__YOUR GOAL__: Each record below must be returned exactly as shown.

__PROVIDED RECORDS__:
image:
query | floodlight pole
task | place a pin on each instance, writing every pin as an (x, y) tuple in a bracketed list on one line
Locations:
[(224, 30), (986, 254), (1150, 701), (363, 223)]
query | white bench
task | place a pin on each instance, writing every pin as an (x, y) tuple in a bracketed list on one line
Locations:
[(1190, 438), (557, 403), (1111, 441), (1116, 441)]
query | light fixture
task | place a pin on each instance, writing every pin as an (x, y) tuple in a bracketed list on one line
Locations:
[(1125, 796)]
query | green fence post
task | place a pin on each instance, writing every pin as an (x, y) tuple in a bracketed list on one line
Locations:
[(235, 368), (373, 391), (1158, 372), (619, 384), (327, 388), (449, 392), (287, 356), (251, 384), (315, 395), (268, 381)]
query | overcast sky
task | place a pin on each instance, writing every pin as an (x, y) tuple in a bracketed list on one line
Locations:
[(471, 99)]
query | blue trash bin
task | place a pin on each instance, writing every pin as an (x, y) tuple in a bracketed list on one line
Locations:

__SOLUTION FOR THIS PROBLEM__:
image:
query | floodlight pole
task | place a pin on each instance, writing every pin as an (x, y) tuple in a bracketed list on one line
Locations:
[(224, 30), (986, 254), (1150, 701), (363, 223)]
query | white bench
task | place a pin on each instance, writing every pin as an (x, y) tuple in a bracketed list on one line
Locations:
[(1190, 438), (557, 403), (1111, 441), (1116, 441)]
query | light fixture
task | place a pin on each instance, writing every pin as an (x, y) tuple in a bracketed list on one line
Locations:
[(1125, 796)]
query | green fence post
task | place a pin on each instance, writing every pin as an (x, y) tuple in a bracketed list on one line
Locations:
[(235, 368), (373, 391), (1158, 372), (619, 384), (327, 388), (449, 392), (287, 356), (251, 384), (315, 395), (268, 381)]
query | overcast sky
task | place a pin on each instance, writing every pin as an (x, y) tuple in a bracketed list on one line
Locations:
[(471, 99)]
query | blue trash bin
task | place a pin on each instance, writing every pin as an (x, y) tuple in a bracketed list on one line
Locations:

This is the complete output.